- WHAT NEEDS TO BE DONE -
Each record below should appear again exactly as written.

## Start AVAILABLE DATA

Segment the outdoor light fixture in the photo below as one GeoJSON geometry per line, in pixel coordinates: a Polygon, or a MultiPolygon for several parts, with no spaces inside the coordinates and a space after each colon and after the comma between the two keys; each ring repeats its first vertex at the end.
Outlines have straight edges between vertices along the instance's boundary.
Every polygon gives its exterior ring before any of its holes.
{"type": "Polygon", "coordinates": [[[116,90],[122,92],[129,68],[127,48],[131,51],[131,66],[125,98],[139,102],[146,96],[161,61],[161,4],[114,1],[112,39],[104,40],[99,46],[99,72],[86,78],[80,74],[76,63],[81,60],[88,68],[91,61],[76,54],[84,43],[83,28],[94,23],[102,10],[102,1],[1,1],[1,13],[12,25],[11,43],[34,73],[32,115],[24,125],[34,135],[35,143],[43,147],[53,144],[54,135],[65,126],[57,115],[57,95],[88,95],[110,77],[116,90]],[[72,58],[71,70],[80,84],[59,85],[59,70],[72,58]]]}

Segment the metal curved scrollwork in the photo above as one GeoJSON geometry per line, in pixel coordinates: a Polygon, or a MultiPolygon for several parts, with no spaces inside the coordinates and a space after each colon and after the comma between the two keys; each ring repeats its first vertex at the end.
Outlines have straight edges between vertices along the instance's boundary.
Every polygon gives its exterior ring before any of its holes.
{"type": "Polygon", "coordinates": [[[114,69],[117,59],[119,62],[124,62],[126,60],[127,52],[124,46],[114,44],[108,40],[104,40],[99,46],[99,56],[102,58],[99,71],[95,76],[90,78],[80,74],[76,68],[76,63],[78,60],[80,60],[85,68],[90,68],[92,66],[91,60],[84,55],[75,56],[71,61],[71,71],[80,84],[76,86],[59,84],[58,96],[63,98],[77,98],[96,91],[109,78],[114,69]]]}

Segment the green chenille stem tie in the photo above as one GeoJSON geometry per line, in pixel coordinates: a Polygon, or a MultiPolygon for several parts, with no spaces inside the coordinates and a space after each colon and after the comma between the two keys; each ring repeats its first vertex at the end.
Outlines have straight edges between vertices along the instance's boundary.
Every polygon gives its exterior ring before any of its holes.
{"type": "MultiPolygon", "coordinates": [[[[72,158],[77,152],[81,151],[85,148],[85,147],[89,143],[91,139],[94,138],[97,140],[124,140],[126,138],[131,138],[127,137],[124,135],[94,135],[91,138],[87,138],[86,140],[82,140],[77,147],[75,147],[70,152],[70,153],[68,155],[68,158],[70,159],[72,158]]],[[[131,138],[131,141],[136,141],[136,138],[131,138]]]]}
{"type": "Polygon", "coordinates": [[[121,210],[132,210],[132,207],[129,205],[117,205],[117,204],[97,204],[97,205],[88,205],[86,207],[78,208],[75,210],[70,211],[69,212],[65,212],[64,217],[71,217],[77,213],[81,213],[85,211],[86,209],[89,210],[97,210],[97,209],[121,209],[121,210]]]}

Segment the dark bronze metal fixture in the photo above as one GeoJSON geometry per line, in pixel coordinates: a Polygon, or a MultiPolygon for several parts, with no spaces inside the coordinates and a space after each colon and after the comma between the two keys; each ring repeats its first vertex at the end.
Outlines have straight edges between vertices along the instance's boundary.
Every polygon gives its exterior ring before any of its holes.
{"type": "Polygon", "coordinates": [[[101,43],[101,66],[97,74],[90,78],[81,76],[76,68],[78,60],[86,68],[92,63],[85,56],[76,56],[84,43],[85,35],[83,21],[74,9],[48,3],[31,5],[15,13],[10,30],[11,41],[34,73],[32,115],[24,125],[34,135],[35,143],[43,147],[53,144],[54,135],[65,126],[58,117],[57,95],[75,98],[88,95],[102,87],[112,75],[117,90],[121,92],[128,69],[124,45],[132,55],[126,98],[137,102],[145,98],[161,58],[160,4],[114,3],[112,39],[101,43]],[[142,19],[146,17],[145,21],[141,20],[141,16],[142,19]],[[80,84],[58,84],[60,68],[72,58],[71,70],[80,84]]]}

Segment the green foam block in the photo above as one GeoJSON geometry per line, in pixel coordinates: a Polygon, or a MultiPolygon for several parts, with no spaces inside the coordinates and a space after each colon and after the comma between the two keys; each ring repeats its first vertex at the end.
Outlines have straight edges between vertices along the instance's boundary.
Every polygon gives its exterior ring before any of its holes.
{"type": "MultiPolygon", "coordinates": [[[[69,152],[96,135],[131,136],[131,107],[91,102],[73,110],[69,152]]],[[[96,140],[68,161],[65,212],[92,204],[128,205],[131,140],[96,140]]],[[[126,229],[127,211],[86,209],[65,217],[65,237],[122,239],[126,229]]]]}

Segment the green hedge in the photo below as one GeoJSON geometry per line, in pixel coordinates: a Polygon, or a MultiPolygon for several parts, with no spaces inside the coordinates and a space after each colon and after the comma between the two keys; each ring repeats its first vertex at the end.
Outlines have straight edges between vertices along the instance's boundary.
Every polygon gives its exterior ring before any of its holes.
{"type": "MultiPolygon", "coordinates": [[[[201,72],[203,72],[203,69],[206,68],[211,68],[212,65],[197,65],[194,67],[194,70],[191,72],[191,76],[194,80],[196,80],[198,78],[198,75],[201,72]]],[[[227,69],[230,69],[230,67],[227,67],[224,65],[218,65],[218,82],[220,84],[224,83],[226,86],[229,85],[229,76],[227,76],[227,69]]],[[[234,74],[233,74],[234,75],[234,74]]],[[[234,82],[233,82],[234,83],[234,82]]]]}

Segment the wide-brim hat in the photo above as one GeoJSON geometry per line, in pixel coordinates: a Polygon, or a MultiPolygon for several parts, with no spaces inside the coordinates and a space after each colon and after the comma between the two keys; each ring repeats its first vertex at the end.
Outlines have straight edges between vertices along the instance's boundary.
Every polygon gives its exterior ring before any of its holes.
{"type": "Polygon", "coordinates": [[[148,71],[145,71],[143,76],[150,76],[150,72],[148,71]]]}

## End AVAILABLE DATA

- COMPLETE RESPONSE -
Segment the outdoor light fixture in the photo below as one GeoJSON geometry per line, in pixel coordinates: a Polygon, or a MultiPolygon for several parts, with no spaces inside the coordinates and a space after each colon and after the comma between the two keys; each ring repeats its first vertex at the end.
Outlines have straight edges between vertices along the instance's boundary.
Every polygon gives its exterior ring before any of its holes.
{"type": "Polygon", "coordinates": [[[116,90],[122,92],[129,68],[127,48],[131,51],[131,66],[125,98],[139,102],[146,96],[161,61],[161,4],[114,1],[112,39],[104,40],[99,46],[99,72],[86,78],[80,74],[76,63],[81,60],[88,68],[91,61],[76,54],[84,43],[83,28],[94,23],[102,10],[102,1],[1,1],[1,13],[12,25],[11,43],[34,73],[32,115],[24,125],[34,135],[35,143],[43,147],[53,144],[54,135],[65,126],[57,115],[57,95],[88,95],[110,77],[116,90]],[[72,58],[71,70],[80,84],[59,85],[59,70],[72,58]]]}

Segment the metal curved scrollwork in the photo above as one GeoJSON geometry per line, in pixel coordinates: a Polygon, or a MultiPolygon for several parts, with no spaces inside the coordinates and a space after each colon and after the comma between the two keys; each ring repeats its first vertex at the end.
Outlines have straight edges between vertices along the instance's boundary.
Every polygon gives its exterior ring before any of its holes.
{"type": "Polygon", "coordinates": [[[114,69],[117,59],[119,62],[124,62],[126,60],[127,52],[124,46],[114,44],[108,40],[104,40],[99,46],[99,56],[102,58],[99,71],[95,76],[90,78],[80,74],[76,68],[76,63],[78,60],[80,60],[85,68],[90,68],[92,66],[91,60],[84,55],[75,56],[71,61],[71,71],[80,84],[76,86],[59,84],[58,96],[63,98],[77,98],[96,91],[109,78],[114,69]]]}

Segment the green chenille stem tie in the photo above as one GeoJSON geometry per line, in pixel coordinates: a Polygon, or a MultiPolygon for several parts, with no spaces inside the coordinates and a space after each colon and after the comma between the two keys; each ring repeats its first vertex at the end.
Outlines have straight edges between vertices along the instance's boundary.
Every polygon gives its exterior ring before any of its holes.
{"type": "MultiPolygon", "coordinates": [[[[72,158],[77,152],[81,151],[85,148],[85,147],[89,143],[91,139],[94,138],[97,140],[124,140],[126,138],[131,138],[127,137],[124,135],[94,135],[91,138],[87,138],[86,140],[82,140],[77,147],[75,147],[70,152],[70,153],[68,155],[68,158],[70,159],[72,158]]],[[[131,138],[131,141],[136,141],[136,138],[131,138]]]]}
{"type": "Polygon", "coordinates": [[[121,210],[132,210],[132,207],[129,205],[117,205],[117,204],[97,204],[97,205],[88,205],[86,207],[78,208],[75,210],[70,211],[69,212],[65,212],[64,217],[71,217],[77,213],[81,213],[85,211],[86,209],[89,210],[97,210],[97,209],[121,209],[121,210]]]}

Segment the dark bronze metal fixture in the photo above as one GeoJSON geometry per line, in pixel coordinates: a Polygon, or a MultiPolygon for several parts, with no spaces inside the coordinates and a space after each colon and after the comma between the two keys; each ring repeats its first vertex at the end.
Outlines have straight edges between vertices along the instance's boundary.
Every polygon gives its exterior ring before any of its holes.
{"type": "Polygon", "coordinates": [[[101,43],[101,66],[97,74],[90,78],[81,76],[76,68],[78,60],[86,68],[92,63],[85,56],[76,56],[84,43],[85,35],[83,21],[74,9],[48,3],[31,5],[15,13],[10,30],[11,41],[34,73],[32,115],[24,125],[34,135],[35,143],[43,147],[53,144],[54,135],[65,126],[58,117],[57,95],[75,98],[88,95],[102,87],[112,75],[117,90],[121,92],[128,69],[124,45],[132,55],[126,98],[137,102],[145,98],[161,58],[160,4],[114,3],[112,39],[101,43]],[[142,19],[146,17],[145,21],[141,20],[141,16],[142,19]],[[80,84],[58,84],[60,68],[72,58],[71,70],[80,84]]]}

Segment the green foam block in the photo above as one GeoJSON geometry per line, in pixel coordinates: a Polygon, or a MultiPolygon for several parts, with no spaces inside the coordinates and a space after each colon and after the comma between the two keys; each ring repeats its first vertex at the end.
Outlines have straight edges between vertices along the instance's boundary.
Every polygon gives its exterior ring before any of its holes.
{"type": "MultiPolygon", "coordinates": [[[[69,152],[96,135],[131,136],[131,107],[91,102],[73,110],[69,152]]],[[[96,140],[68,161],[65,212],[92,204],[128,205],[131,140],[96,140]]],[[[126,229],[127,211],[86,209],[65,217],[65,237],[122,239],[126,229]]]]}

Segment the green hedge in the photo below as one GeoJSON geometry per line, in pixel coordinates: a Polygon, or a MultiPolygon for several parts, with no spaces inside the coordinates and a space after each colon and after the comma between the two keys; each ring repeats its first vertex at the end.
Outlines have straight edges between vertices along the instance's boundary.
Every polygon gives its exterior ring before any of its holes.
{"type": "MultiPolygon", "coordinates": [[[[201,72],[203,72],[203,69],[206,68],[211,68],[212,65],[197,65],[194,67],[194,70],[191,72],[191,76],[194,80],[196,80],[198,78],[198,75],[201,72]]],[[[227,69],[230,69],[230,67],[227,67],[224,65],[218,65],[218,82],[220,84],[224,83],[226,86],[229,85],[229,76],[227,76],[227,69]]],[[[234,74],[233,74],[234,75],[234,74]]],[[[234,82],[233,82],[234,83],[234,82]]]]}

Segment the wide-brim hat in the photo above as one GeoJSON geometry per line, in pixel coordinates: a Polygon, or a MultiPolygon for several parts, with no spaces inside the coordinates and a space after each colon and after the comma between the two keys; each ring repeats its first vertex at the end.
Outlines have straight edges between vertices along the instance's boundary.
Every polygon gives its exterior ring before any of its holes.
{"type": "Polygon", "coordinates": [[[148,71],[145,71],[143,76],[150,76],[150,72],[148,71]]]}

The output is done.